**Task objective**
Copy out the data below, all of it, exactly.

**Provided entries**
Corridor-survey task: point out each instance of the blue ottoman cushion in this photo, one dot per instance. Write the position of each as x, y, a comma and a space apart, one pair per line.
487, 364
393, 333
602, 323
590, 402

**Answer for the task**
Corridor-survey task: point out each instance of the blue ottoman cushion in this photo, one dot per instance. Write the position of each as x, y, a comma and a space apart, one pair per line.
487, 364
393, 333
602, 323
590, 402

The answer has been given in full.